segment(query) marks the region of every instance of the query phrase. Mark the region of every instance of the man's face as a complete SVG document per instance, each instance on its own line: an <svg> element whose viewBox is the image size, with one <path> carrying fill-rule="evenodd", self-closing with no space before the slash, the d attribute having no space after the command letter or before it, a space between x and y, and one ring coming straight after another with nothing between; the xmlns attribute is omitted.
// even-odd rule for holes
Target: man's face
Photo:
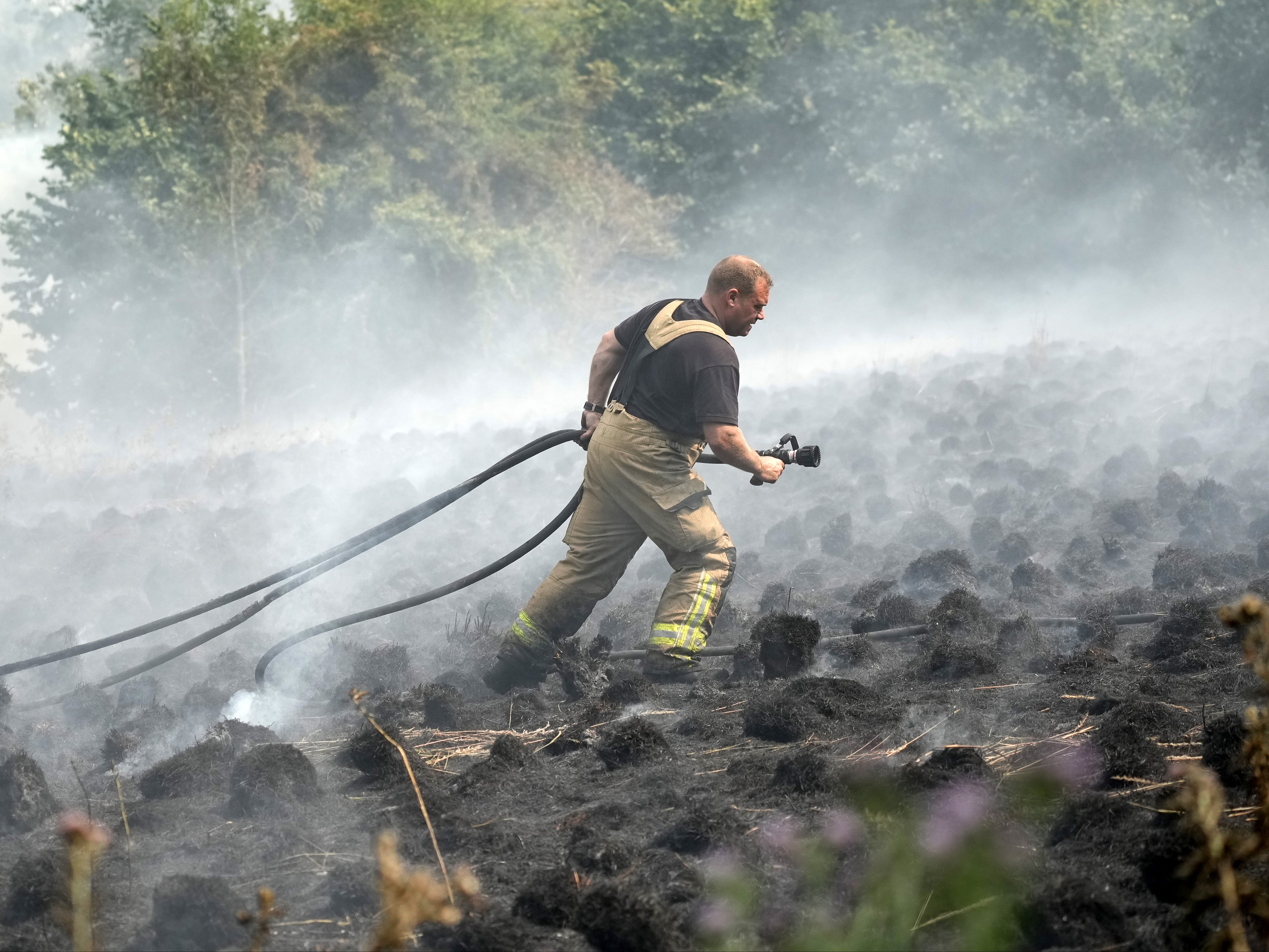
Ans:
<svg viewBox="0 0 1269 952"><path fill-rule="evenodd" d="M728 291L721 315L722 329L733 338L749 336L754 325L766 316L763 308L766 307L770 296L772 289L765 281L756 283L753 294L741 294L735 288Z"/></svg>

Set task | Locate every line above that contains the string "face" and copy each one in full.

Correct result |
segment(query) marks the region of every instance of the query phrase. Mark the region of every instance of the man's face as a complete SVG document per instance, each instance on its own line: an <svg> element whose viewBox is the image size, with one <path> carrying fill-rule="evenodd", self-closing with no space before the slash, the d attribute having no space after the command letter or before it, a space between x and y, and one ring coming straight after another with nothing between; the xmlns attribute is omitted.
Target: man's face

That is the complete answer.